# About this task
Would you repeat the entries beneath, with nothing changed?

Records drawn from a dataset:
- - - -
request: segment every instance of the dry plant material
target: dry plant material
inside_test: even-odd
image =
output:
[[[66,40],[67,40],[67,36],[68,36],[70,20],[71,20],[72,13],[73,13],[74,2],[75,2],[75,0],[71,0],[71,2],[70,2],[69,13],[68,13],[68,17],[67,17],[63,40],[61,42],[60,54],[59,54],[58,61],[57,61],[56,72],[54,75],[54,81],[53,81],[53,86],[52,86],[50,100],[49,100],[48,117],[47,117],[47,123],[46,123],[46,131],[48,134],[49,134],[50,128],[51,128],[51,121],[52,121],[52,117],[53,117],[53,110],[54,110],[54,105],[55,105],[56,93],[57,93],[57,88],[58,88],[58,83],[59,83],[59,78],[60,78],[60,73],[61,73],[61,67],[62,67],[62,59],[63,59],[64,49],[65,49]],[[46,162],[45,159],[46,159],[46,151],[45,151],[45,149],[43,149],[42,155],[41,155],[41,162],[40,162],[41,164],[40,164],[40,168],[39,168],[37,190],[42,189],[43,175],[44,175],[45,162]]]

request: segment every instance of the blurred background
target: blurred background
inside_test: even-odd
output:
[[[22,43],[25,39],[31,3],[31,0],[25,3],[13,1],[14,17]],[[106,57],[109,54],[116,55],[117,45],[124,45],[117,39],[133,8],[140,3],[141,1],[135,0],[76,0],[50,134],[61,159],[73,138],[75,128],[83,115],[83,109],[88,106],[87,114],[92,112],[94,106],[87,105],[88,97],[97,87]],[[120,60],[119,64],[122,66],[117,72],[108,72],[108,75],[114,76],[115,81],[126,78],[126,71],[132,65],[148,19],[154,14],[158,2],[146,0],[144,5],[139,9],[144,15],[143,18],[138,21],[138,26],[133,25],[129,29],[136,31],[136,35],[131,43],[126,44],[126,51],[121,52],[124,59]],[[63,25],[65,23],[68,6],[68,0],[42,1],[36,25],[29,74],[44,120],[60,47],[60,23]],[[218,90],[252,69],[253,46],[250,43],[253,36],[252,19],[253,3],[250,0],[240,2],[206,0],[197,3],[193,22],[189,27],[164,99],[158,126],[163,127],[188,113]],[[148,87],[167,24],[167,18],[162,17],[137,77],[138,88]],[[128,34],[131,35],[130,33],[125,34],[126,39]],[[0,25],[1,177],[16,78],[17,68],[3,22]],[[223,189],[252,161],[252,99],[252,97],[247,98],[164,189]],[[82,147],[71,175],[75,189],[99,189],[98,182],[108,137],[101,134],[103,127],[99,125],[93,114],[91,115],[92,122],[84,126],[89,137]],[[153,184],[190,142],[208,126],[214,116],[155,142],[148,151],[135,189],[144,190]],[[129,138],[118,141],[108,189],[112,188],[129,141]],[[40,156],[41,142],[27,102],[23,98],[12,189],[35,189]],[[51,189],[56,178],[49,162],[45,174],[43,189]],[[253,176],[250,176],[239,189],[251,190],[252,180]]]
- - - -
# Solution to the exercise
request: segment every instance of the dry plant material
target: dry plant material
inside_test: even-odd
image =
output:
[[[66,40],[67,40],[67,36],[68,36],[70,20],[71,20],[72,13],[73,13],[74,2],[75,2],[75,0],[71,0],[71,2],[70,2],[69,13],[68,13],[68,17],[67,17],[63,40],[61,42],[60,54],[59,54],[58,61],[57,61],[56,72],[54,75],[54,81],[53,81],[53,86],[52,86],[50,100],[49,100],[48,117],[47,117],[47,123],[46,123],[46,131],[48,134],[49,134],[50,128],[51,128],[51,121],[52,121],[52,117],[53,117],[53,110],[54,110],[54,105],[55,105],[56,93],[57,93],[57,88],[58,88],[58,83],[59,83],[59,78],[60,78],[60,73],[61,73],[61,67],[62,67],[62,59],[63,59],[64,49],[65,49]],[[46,162],[45,159],[46,159],[46,151],[45,151],[45,149],[43,149],[42,155],[41,155],[41,162],[40,162],[41,164],[40,164],[40,168],[39,168],[37,190],[42,189],[43,175],[44,175],[45,162]]]

request: segment every instance of the blurred background
target: blurred background
inside_test: even-odd
output:
[[[22,43],[25,39],[31,3],[31,0],[25,3],[13,1],[14,17]],[[106,57],[109,54],[116,55],[117,45],[124,45],[117,39],[133,8],[140,3],[141,1],[135,0],[76,0],[50,134],[61,159],[73,138],[75,128],[83,115],[83,109],[88,106],[87,114],[92,112],[94,106],[87,105],[88,97],[97,87]],[[120,60],[119,64],[122,66],[117,72],[108,72],[108,75],[114,76],[115,81],[126,78],[126,71],[132,65],[148,19],[154,14],[158,2],[146,0],[144,5],[139,9],[144,15],[143,18],[138,21],[138,26],[133,25],[129,29],[136,31],[136,35],[131,43],[126,44],[126,51],[121,52],[124,59]],[[63,25],[65,23],[68,6],[68,0],[42,1],[36,25],[29,74],[44,120],[60,47],[60,23]],[[218,90],[252,69],[253,46],[250,43],[253,36],[252,19],[253,3],[250,0],[240,2],[206,0],[197,3],[193,22],[189,27],[164,99],[158,126],[163,127],[188,113]],[[148,87],[167,24],[167,18],[162,17],[137,77],[138,88]],[[128,34],[131,35],[130,33],[125,34],[126,39]],[[0,25],[1,177],[16,78],[17,68],[3,22]],[[223,189],[252,161],[252,99],[252,97],[247,98],[164,189]],[[82,147],[71,175],[75,189],[99,189],[98,182],[108,137],[101,134],[103,127],[99,125],[93,114],[91,115],[92,122],[84,126],[89,137]],[[153,184],[190,142],[208,126],[214,116],[155,142],[148,151],[135,189],[144,190]],[[129,138],[118,141],[108,189],[112,188],[129,141]],[[40,156],[41,142],[27,102],[23,98],[12,189],[35,189]],[[51,189],[56,178],[49,162],[45,174],[43,189]],[[253,176],[250,176],[239,189],[251,190],[252,180]]]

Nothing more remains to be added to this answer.